**Stated task**
Lines before the one containing "Target: building window" are left out; copy that line and every later line through the end of the data exactly.

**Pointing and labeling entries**

____

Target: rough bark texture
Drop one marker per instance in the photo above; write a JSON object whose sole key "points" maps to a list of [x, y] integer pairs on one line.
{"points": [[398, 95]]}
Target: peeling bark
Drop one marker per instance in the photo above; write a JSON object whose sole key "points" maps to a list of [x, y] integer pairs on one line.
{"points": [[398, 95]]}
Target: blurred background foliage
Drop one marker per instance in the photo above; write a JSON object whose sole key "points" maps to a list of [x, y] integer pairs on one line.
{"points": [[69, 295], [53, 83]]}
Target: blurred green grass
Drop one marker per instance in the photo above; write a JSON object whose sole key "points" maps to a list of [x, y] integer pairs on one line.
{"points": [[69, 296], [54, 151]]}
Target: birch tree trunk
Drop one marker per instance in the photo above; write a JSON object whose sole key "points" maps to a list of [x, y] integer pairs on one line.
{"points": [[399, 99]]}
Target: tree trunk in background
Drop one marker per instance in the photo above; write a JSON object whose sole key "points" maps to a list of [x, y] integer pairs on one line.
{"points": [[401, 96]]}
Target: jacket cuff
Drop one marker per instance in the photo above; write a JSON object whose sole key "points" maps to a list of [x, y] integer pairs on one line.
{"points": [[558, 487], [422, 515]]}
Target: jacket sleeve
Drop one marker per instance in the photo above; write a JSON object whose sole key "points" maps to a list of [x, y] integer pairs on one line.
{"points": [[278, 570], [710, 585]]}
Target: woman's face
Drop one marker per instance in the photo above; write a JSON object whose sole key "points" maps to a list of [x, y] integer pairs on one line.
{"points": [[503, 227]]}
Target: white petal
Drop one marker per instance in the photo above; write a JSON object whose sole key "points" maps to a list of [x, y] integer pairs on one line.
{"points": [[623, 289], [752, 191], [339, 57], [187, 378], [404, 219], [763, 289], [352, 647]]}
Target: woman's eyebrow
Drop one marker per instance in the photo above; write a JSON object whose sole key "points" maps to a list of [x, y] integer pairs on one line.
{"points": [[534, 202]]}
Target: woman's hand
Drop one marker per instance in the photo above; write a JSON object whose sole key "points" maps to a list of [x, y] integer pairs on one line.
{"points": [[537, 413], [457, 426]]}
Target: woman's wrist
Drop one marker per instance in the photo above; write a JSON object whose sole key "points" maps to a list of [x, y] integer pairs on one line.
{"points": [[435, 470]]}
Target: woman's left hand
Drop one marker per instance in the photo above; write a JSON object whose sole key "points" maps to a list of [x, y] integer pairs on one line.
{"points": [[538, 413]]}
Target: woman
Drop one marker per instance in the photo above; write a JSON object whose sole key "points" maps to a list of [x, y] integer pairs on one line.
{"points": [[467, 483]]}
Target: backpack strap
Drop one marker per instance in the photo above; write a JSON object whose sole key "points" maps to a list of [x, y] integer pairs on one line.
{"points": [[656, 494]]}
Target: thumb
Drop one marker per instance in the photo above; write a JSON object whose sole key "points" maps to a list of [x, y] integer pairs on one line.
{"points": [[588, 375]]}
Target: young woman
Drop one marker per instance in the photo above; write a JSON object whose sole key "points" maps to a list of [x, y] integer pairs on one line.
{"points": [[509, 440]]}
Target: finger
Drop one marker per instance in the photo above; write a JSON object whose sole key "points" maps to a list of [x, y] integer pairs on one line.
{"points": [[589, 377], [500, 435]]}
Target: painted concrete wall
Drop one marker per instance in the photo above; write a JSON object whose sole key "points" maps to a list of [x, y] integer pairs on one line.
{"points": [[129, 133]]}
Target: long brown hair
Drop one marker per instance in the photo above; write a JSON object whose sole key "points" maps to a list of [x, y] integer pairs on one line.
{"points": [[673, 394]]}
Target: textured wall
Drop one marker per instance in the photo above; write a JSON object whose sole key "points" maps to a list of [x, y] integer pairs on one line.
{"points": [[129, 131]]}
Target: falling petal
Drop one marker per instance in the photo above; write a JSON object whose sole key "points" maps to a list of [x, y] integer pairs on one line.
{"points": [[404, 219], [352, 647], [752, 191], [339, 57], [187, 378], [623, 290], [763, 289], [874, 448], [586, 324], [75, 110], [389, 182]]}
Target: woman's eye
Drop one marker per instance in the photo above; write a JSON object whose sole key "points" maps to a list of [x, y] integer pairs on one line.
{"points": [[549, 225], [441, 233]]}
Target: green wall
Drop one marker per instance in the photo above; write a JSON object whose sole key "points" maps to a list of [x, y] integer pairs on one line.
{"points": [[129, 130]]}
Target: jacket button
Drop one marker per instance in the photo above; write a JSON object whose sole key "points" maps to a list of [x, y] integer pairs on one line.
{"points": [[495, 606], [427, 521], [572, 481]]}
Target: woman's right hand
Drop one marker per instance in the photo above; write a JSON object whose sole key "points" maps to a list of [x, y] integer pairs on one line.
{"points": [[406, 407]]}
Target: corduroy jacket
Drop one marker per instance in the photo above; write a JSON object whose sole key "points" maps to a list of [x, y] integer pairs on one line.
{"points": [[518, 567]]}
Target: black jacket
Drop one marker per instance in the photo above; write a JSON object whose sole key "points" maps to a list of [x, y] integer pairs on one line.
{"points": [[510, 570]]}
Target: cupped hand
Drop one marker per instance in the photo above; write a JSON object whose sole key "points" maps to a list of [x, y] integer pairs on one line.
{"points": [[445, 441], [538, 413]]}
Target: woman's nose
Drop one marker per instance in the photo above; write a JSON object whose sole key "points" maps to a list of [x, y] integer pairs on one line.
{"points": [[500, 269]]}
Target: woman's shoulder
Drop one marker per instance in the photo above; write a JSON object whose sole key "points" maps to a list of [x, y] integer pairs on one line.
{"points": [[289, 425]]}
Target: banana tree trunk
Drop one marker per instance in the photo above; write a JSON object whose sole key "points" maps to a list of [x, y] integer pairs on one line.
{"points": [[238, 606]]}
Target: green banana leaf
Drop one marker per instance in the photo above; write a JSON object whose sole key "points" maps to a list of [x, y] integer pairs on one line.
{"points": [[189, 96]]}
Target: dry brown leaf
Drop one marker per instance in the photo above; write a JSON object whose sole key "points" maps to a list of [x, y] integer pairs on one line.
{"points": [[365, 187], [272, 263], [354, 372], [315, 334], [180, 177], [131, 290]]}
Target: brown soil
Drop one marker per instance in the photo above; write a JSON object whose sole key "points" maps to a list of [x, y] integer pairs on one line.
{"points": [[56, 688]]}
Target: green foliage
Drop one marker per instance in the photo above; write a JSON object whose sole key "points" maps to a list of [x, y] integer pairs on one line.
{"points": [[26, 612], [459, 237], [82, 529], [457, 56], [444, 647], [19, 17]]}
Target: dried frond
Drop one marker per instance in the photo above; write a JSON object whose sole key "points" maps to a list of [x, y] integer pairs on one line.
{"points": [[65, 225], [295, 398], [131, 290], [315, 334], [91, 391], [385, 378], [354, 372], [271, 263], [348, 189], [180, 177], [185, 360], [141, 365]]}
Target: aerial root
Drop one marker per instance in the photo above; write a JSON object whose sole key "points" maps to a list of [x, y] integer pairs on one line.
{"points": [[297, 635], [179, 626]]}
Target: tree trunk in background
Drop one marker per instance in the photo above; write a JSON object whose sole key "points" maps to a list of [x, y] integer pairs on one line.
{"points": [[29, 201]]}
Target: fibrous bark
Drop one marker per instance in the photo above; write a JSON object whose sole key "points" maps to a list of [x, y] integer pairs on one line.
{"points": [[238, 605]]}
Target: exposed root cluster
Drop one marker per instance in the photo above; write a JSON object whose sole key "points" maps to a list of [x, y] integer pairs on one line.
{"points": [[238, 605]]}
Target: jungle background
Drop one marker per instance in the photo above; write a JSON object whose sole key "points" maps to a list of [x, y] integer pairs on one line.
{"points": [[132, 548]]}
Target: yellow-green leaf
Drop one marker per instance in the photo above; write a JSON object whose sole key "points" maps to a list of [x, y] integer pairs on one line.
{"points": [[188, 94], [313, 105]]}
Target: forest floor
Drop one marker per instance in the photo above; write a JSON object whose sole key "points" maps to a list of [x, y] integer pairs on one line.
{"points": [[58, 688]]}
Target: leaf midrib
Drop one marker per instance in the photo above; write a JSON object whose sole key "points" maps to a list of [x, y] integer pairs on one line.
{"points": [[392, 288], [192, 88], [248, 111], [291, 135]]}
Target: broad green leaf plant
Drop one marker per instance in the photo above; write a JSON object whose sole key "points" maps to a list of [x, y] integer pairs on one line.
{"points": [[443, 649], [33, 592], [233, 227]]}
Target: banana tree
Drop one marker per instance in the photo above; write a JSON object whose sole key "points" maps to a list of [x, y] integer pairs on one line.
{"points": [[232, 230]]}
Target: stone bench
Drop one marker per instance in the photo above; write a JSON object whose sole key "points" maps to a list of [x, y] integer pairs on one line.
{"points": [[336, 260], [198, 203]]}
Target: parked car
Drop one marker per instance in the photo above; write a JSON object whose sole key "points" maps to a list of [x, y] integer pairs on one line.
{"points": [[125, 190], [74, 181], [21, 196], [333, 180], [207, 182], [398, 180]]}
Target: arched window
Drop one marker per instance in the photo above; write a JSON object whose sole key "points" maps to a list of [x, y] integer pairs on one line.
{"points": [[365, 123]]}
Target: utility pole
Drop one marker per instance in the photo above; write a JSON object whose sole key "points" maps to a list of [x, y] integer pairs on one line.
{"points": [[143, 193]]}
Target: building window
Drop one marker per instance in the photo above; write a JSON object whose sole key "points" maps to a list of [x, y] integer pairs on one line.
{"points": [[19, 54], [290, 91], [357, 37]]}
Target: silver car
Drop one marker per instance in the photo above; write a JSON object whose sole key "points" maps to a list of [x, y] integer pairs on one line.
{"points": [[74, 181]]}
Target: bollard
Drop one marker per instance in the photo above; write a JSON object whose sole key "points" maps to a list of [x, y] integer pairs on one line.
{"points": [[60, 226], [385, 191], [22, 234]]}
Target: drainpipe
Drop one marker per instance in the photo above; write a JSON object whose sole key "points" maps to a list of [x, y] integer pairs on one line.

____

**Result of this exercise**
Target: building window
Drop one marker per instance in the photo above; write a JSON object whose sole key "points" maps to a list of [x, y] integer pairs on one line.
{"points": [[19, 54], [290, 91], [357, 37]]}
Target: silver car
Drop one marker per instance in the photo above; write a JSON object whose sole key "points" maps to a list of [x, y] integer pairs on one line.
{"points": [[74, 181]]}
Target: bollard
Drop one marker per instance in the photo above; write a JSON object whose sole key "points" maps to a list of [x, y] integer pairs on one line.
{"points": [[60, 226], [385, 191], [22, 234]]}
Target: drainpipe
Drop one marker per instance in the photo above; write a JSON object whose sole key "points" maps to a list of [x, y] integer pairs on one line.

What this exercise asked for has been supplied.